:: What to work on ::
Write out each entry again. Keep every word exactly as it is.

[start Exercise input]

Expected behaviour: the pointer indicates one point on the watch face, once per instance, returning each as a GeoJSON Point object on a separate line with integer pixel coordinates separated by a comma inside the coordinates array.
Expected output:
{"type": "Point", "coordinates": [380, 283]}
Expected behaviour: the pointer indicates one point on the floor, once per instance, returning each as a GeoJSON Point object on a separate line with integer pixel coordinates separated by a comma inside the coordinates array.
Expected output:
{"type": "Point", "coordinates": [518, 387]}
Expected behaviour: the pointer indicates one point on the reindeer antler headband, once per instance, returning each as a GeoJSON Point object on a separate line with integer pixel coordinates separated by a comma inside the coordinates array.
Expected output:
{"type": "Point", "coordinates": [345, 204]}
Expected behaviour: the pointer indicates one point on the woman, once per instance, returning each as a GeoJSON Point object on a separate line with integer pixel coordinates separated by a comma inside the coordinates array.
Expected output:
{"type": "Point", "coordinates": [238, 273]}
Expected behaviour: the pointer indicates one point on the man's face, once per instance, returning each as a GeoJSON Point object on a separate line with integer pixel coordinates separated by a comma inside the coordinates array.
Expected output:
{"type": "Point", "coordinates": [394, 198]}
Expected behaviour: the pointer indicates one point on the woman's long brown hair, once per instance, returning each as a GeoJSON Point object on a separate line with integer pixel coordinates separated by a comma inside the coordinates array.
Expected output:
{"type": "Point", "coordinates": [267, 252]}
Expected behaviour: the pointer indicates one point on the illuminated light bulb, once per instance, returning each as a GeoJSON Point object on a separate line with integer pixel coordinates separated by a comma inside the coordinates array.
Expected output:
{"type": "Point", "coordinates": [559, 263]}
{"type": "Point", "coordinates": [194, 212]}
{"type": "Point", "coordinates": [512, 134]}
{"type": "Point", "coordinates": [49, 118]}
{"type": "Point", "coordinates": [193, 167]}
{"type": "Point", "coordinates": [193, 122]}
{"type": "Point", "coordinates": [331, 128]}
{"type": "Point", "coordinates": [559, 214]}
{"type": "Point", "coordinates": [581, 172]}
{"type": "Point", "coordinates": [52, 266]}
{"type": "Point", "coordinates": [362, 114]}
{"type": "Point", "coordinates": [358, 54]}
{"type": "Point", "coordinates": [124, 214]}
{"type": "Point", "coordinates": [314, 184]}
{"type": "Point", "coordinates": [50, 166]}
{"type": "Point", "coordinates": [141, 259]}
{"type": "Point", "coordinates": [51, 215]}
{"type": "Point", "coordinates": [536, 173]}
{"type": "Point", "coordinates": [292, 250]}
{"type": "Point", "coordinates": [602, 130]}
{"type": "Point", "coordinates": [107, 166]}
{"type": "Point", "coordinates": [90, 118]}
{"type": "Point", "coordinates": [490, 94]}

[end Exercise input]

:: Result for this exercise ::
Expected behaviour: the pointer indicates one point on the watch face, once per instance, returning each as a GeoJSON Point object on a separate line with integer pixel coordinates separated by a comma inside the coordinates array.
Expected output:
{"type": "Point", "coordinates": [380, 283]}
Expected behaviour: the pointer indicates one point on the floor, once per instance, returning each as a GeoJSON Point object on a separate line with integer pixel coordinates separated by a comma inside the coordinates array.
Expected output:
{"type": "Point", "coordinates": [518, 387]}
Expected behaviour: the pointer indicates one point on the reindeer antler headband, once per instance, returning each as a GeoJSON Point object on a separate line with integer pixel coordinates separated by a comma inside the coordinates array.
Expected output:
{"type": "Point", "coordinates": [345, 204]}
Expected behaviour: the pointer indicates one point on the woman, once per instance, returning each as a GeoJSON Point object on a separate line with integer pixel coordinates separated by a comma inside the coordinates array.
Expected output:
{"type": "Point", "coordinates": [238, 273]}
Expected behaviour: the pointer indicates one point on the man's face, once per instance, returning each as a GeoJSON Point object on a separate line with integer pixel coordinates separated by a comma inside the coordinates array.
Expected output:
{"type": "Point", "coordinates": [394, 198]}
Expected behaviour: the pointer indicates one point on the woman's long brown hair, once per instance, returning each as a GeoJSON Point object on a separate line with integer pixel coordinates separated by a comma inside the coordinates array.
Expected output:
{"type": "Point", "coordinates": [267, 252]}
Expected behaviour: the pointer indicates one point on the illuminated light bulb, once per instance, returning each as a GeoJSON Point object on a separate line with integer pixel coordinates separated by a comma inside the coordinates array.
Expected output:
{"type": "Point", "coordinates": [559, 263]}
{"type": "Point", "coordinates": [194, 212]}
{"type": "Point", "coordinates": [512, 134]}
{"type": "Point", "coordinates": [49, 118]}
{"type": "Point", "coordinates": [193, 167]}
{"type": "Point", "coordinates": [193, 122]}
{"type": "Point", "coordinates": [331, 128]}
{"type": "Point", "coordinates": [559, 214]}
{"type": "Point", "coordinates": [581, 172]}
{"type": "Point", "coordinates": [52, 266]}
{"type": "Point", "coordinates": [362, 114]}
{"type": "Point", "coordinates": [358, 54]}
{"type": "Point", "coordinates": [124, 214]}
{"type": "Point", "coordinates": [314, 184]}
{"type": "Point", "coordinates": [50, 166]}
{"type": "Point", "coordinates": [141, 259]}
{"type": "Point", "coordinates": [51, 215]}
{"type": "Point", "coordinates": [536, 173]}
{"type": "Point", "coordinates": [292, 250]}
{"type": "Point", "coordinates": [602, 130]}
{"type": "Point", "coordinates": [107, 166]}
{"type": "Point", "coordinates": [90, 118]}
{"type": "Point", "coordinates": [490, 94]}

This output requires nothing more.